++++ Material for this exercise
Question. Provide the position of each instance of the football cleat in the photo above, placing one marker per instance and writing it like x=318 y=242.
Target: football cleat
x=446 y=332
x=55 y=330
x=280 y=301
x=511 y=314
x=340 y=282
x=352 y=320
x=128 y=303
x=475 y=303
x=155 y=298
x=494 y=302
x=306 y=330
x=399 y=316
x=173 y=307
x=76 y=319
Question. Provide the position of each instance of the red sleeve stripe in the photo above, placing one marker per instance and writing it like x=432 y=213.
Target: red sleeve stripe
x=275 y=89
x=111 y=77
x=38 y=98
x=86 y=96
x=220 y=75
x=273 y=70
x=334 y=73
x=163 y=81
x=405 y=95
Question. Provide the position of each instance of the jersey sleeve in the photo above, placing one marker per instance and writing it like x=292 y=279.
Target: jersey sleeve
++++++++
Format the lines above as a JSON list of strings, with one string for each line and no entries for blank lines.

◆ Solution to the problem
[
  "Question. Provide the position of each instance of the football cleat in the photo above, placing one marker per instance and writing it like x=318 y=242.",
  "Target: football cleat",
  "x=446 y=332",
  "x=55 y=330",
  "x=280 y=301",
  "x=511 y=314",
  "x=340 y=282",
  "x=352 y=320",
  "x=128 y=303",
  "x=475 y=303",
  "x=155 y=298",
  "x=494 y=302",
  "x=306 y=330",
  "x=399 y=316",
  "x=173 y=307",
  "x=76 y=319",
  "Question. Provide the position of each instance of the red sleeve stripe in the photo above, placing one marker per instance and writing it like x=432 y=213.",
  "Target: red sleeve stripe",
  "x=275 y=89",
  "x=111 y=77",
  "x=38 y=98",
  "x=86 y=96",
  "x=220 y=75",
  "x=273 y=70",
  "x=334 y=73",
  "x=163 y=81",
  "x=405 y=95",
  "Question. Provide the position of each instance of the jersey sleeve in the photo above, placing one marker per instance and writing it like x=292 y=279.",
  "Target: jersey sleeve"
]